# Why the price difference in Tarmac Pro & Roubaix Pro frames?



## gtpharr (Oct 6, 2008)

I was looking at Spec website and noticed that Tarmac SL4 Pro frame shows a price of $3000 while the Roubaix SL3 Pro frame is listed at $2200.

If you buy a complete Pro level bike the price for Tarmac Pro and Roubaix Pro is the same at $5300-$5500.

Based upon the price of the complete bikes being the same, I see no reason the Tarmac Pro SL4 frame should be priced $800 higher than the Roubaix SL3 Pro frame.

Anyone have ideas why such the large price differencebetween the Tarmac SL3 Pro and Roubaix SL3 Pro frames? I'm wondering if it is just a price error on the website.


----------



## PJ352 (Dec 5, 2007)

The answer to your frameset pricing question lies in the SL4 versus SL3 designations. For 2012, upper end Tarmacs went to SL4 while Roubaix's carried over the SL3 designation. 

Whether we agree on the _amount_ of price difference is another matter, but the supposed upgrade to SL4 for Tarmacs apparently warrants it as opposed to ~15% increase on the 'carry over' SL3 framesets. 

More SL4 info here:
Specialized Bicycle Components : THE NEW TARMAC SL4
(Note that_ some _features mentioned are also included on Roubaix SL3's)

Good question on the complete bike pricing. Given the fact that the 2012 Roubaix Pro's framesets are essentially the same as 2011's, I'd think that pricing would reflect that. If it's a bike you're seriously considering, I'd suggest checking with your LBS or contacting Spec directly. Could be an error on the website, but if not, I'd get the Tarmac. .


----------



## pdainsworth (Jun 6, 2004)

PJ352 said:


> The answer to your frameset pricing question lies in the SL4 versus SL3 designations. For 2012, upper end Tarmacs went to SL4 while Roubaix's carried over the SL3 designation.
> 
> Whether we agree on the _amount_ of price difference is another matter, but the supposed upgrade to SL4 for Tarmacs apparently warrents it as opposed to ~15% increase on the 'carry over' SL3 framesets.
> 
> ...


I spoke to our rep about this a few weeks ago and he pushed it up the ladder to John Thompson, the marketing manager. What it boils down to, I think, is that Specialized feels they can get that money for the Roubaix, so they are going to charge that money for the Roubaix. I guess you could look at it as getting a good deal on a Tarmac SL4, instead of a bad one a Roubaix.


----------



## PJ352 (Dec 5, 2007)

pdainsworth said:


> I spoke to our rep about this a few weeks ago and he pushed it up the ladder to John Thompson, the marketing manager. What it boils down to, I think, is that Specialized feels they can get that money for the Roubaix, so they are going to charge that money for the Roubaix. I guess you could look at it as getting a good deal on a Tarmac SL4, instead of a bad one a Roubaix.

COLLECTED MATERIAL ▸
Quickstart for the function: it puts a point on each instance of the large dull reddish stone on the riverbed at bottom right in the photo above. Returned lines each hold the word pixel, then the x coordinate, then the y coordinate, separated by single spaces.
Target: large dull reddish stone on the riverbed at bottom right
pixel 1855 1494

TASKS FOR THIS EXERCISE ▸
**1)** In the Tarmac and Roubaix pricing thread, rewrite everything from "# Why the price" down to "SL3 Pro frame.", swapping "complete" for "full".
**2)** Carry on the Tarmac and Roubaix pricing thread from the point where it stops.

EXPECTED RESULTS ▸
**1)**
# Why the price difference in Tarmac Pro & Roubaix Pro frames?



## gtpharr (Oct 6, 2008)

I was looking at Spec website and noticed that Tarmac SL4 Pro frame shows a price of $3000 while the Roubaix SL3 Pro frame is listed at $2200.

If you buy a full Pro level bike the price for Tarmac Pro and Roubaix Pro is the same at $5300-$5500.

Based upon the price of the full bikes being the same, I see no reason the Tarmac Pro SL4 frame should be priced $800 higher than the Roubaix SL3 Pro frame.

**2)**
JMO, but I think at the mid to upper levels Spec is over the top with pricing this year. Time (and inventory) will tell if their gamble pays off. 

I haven't poked around on other manufacturers websites so I don't know if this is a market trend, but (again, JMO) if someone's looking for a decent bike at a decent price, I think their complete bike offerings in the $2,100- $2,700 range are better bets. Good quality/ performance albeit with less bling.


----------



## trobriand (Apr 2, 2009)

It'll be a few months before I'm looking at getting a Tarmac Pro. I'm hoping they revamp the pricing, because I also think they are going over the top with the Pro and Sworks pricing for the Tarmac. I thought the Venge was steep, but a price hike on the Roubaix without even getting a frame overhaul is about just as dumb.


----------



## ukbloke (Sep 1, 2007)

In recent years Specialized have essentially sold out of bikes/frames half way through the model year. It seems to me that their solution to this is not to make more bikes/frames, but to instead raise the prices. This way they can match the demand to the availability, and make more profit. They'll stop raising prices once they've found balance. One can try to argue that price increases are due to improved technology, increased cost of R&D/manufacturing, materials cost, global economy issues, or exchange rates but I do not see these factors affecting other manufacturer's prices to anything like the same degree.

But in a way their choices are saving money for me - there's just no way I'm going to buy another Specialized bike or frame at these prices. I'm going to keep on riding that out-dated/obsolete 2009 model for a few more years. On a group ride someone actually asked me if I had a new bike - I said "no, not a new bike, just a clean one!".


----------



## PJ352 (Dec 5, 2007)

ukbloke said:


> ... there's just no way I'm going to buy another Specialized bike or frame at these prices. I'm going to keep on riding that out-dated/obsolete 2009 model for a few more years.


C'mon ukbloke. You mean to say you're willing to forego that .002 MPH average speed increase just to save ~$4k or so???


----------



## ukbloke (Sep 1, 2007)

PJ352 said:


> C'mon ukbloke. You mean to say you're willing to forego that .002 MPH average speed increase just to save ~$4k or so???


Indeed! And I will admit that it is largely a thought exercise on my part with no actual money to make a real purchase. It keeps me occupied and keeps me abreast of the year to year changes in the Specialized line-up. I am tempted by that 2012 Allez frame-set to update my obsolete second bike!


----------



## PJ352 (Dec 5, 2007)

ukbloke said:


> I am tempted by that 2012 Allez frame-set to update my obsolete second bike!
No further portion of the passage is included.